- Gekozen fragment
--*--

4. Proceskosten De Staatssecretaris zal worden veroordeeld in de kosten van het geding in cassatie. Daarbij wordt in aanmerking genomen dat de zaken met de nummers 34.309, 34.310, en 34.311 met de onderhavige zaak samenhangen in de zin van het Besluit proceskosten fiscale procedures. De vraag of aan belanghebbende voor de kosten in verband met de behandeling van het geding voor het Hof een vergoeding dient te worden toegekend, zal door het verwijzingshof worden beoordeeld.

--*--

Schrijf uit het fragment over de proceskosten het gedeelte over dat opent met de woorden "4. Proceskosten De" en sluit met "verwijzingshof worden beoordeeld.".

- Gegevensfragmenten
--*--

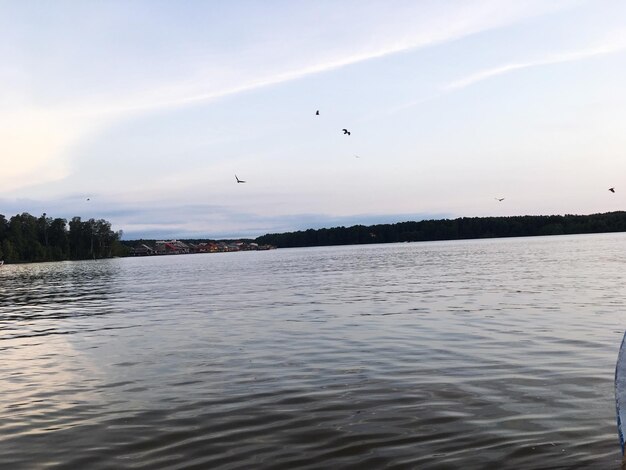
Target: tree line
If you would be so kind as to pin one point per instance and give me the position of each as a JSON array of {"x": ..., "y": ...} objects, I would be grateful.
[
  {"x": 26, "y": 238},
  {"x": 451, "y": 229}
]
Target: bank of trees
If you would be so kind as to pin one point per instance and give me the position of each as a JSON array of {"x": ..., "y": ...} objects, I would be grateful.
[
  {"x": 26, "y": 238},
  {"x": 451, "y": 229}
]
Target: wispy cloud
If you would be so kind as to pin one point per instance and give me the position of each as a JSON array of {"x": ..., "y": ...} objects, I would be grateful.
[{"x": 610, "y": 47}]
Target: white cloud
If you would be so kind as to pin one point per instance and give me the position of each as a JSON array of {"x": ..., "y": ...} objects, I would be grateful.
[{"x": 609, "y": 47}]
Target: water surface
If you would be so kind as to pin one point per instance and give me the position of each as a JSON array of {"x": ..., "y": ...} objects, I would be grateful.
[{"x": 443, "y": 355}]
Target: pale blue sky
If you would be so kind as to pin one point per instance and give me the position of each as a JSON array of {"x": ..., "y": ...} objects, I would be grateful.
[{"x": 150, "y": 108}]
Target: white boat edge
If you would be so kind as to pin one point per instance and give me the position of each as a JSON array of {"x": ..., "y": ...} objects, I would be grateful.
[{"x": 620, "y": 392}]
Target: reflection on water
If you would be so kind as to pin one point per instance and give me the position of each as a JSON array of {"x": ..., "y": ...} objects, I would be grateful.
[{"x": 467, "y": 354}]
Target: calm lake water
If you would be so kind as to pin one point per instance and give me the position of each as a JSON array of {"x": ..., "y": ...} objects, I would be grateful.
[{"x": 467, "y": 354}]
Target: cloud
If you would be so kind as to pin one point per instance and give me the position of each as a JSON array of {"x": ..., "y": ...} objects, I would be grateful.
[{"x": 610, "y": 47}]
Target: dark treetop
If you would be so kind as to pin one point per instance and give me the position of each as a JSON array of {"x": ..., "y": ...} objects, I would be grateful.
[
  {"x": 456, "y": 229},
  {"x": 26, "y": 238}
]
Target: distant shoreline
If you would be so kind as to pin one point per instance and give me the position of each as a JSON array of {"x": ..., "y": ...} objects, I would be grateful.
[{"x": 462, "y": 228}]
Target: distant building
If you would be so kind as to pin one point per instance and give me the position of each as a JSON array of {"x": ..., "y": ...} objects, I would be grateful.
[
  {"x": 172, "y": 247},
  {"x": 142, "y": 250}
]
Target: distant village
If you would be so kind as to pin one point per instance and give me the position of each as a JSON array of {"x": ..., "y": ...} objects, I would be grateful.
[{"x": 178, "y": 247}]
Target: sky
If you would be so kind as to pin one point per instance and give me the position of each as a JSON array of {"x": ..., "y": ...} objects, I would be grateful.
[{"x": 150, "y": 108}]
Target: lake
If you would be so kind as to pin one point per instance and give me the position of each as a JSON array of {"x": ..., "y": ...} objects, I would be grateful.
[{"x": 474, "y": 354}]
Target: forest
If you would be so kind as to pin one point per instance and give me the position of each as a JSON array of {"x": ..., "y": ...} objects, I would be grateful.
[
  {"x": 26, "y": 238},
  {"x": 451, "y": 229}
]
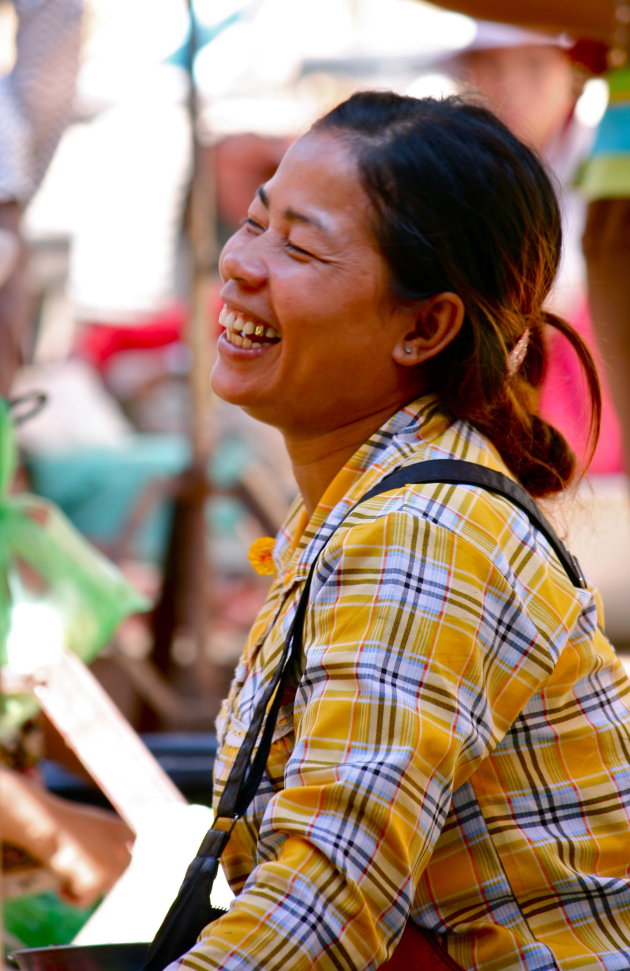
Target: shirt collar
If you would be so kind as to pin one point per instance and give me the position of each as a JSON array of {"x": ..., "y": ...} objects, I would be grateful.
[{"x": 401, "y": 437}]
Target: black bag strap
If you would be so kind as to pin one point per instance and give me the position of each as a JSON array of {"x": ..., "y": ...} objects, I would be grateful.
[
  {"x": 249, "y": 766},
  {"x": 459, "y": 472}
]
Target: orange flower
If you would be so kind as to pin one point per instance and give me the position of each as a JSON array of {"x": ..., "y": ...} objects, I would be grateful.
[{"x": 260, "y": 555}]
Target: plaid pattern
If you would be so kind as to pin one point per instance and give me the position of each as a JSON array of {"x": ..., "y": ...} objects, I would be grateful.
[{"x": 458, "y": 746}]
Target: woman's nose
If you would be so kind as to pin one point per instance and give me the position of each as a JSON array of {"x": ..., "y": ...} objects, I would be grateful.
[{"x": 241, "y": 261}]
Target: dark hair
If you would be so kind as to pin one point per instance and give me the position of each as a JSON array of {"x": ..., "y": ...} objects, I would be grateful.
[{"x": 461, "y": 205}]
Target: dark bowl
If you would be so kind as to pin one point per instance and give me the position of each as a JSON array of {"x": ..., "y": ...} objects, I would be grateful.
[{"x": 92, "y": 957}]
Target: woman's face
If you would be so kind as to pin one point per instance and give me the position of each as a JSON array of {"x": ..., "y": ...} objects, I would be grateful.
[{"x": 310, "y": 323}]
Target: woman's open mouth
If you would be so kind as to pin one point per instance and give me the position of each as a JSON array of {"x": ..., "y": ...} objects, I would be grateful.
[{"x": 244, "y": 332}]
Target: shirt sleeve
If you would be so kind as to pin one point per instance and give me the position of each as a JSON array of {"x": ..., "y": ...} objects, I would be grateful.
[{"x": 419, "y": 654}]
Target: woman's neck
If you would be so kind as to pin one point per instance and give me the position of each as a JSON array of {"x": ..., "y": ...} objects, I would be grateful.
[{"x": 317, "y": 459}]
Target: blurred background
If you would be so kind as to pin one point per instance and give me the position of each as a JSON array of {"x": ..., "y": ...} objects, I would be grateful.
[{"x": 174, "y": 114}]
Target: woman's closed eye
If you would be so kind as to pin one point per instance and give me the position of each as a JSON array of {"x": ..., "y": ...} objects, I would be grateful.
[{"x": 254, "y": 227}]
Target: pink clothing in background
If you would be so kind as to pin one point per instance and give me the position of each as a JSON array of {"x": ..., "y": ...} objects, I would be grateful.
[{"x": 564, "y": 401}]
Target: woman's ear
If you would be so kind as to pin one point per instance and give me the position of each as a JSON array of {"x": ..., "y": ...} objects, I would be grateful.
[{"x": 438, "y": 321}]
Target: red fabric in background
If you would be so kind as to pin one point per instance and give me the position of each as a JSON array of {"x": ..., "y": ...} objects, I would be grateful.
[
  {"x": 564, "y": 401},
  {"x": 99, "y": 341}
]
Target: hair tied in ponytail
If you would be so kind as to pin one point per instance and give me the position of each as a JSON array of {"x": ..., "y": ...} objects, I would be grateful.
[{"x": 517, "y": 355}]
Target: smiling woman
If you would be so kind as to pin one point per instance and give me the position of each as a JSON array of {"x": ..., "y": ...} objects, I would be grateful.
[{"x": 447, "y": 780}]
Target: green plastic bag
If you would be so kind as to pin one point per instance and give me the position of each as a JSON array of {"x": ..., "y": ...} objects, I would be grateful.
[{"x": 55, "y": 588}]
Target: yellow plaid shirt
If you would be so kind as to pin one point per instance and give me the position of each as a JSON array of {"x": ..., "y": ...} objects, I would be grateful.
[{"x": 458, "y": 747}]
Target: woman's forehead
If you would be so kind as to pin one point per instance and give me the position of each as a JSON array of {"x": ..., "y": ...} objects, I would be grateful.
[{"x": 317, "y": 182}]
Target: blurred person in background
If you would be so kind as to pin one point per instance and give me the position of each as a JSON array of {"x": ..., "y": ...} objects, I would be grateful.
[
  {"x": 532, "y": 81},
  {"x": 85, "y": 848},
  {"x": 606, "y": 178},
  {"x": 36, "y": 99}
]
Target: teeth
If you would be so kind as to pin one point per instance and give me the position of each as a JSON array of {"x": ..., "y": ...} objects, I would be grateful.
[{"x": 239, "y": 329}]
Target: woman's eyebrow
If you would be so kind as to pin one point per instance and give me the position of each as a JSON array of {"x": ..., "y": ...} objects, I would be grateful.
[{"x": 292, "y": 215}]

--*--

- Antwoord
4. Proceskosten De Staatssecretaris zal worden veroordeeld in de kosten van het geding in cassatie. Daarbij wordt in aanmerking genomen dat de zaken met de nummers 34.309, 34.310, en 34.311 met de onderhavige zaak samenhangen in de zin van het Besluit proceskosten fiscale procedures. De vraag of aan belanghebbende voor de kosten in verband met de behandeling van het geding voor het Hof een vergoeding dient te worden toegekend, zal door het verwijzingshof worden beoordeeld.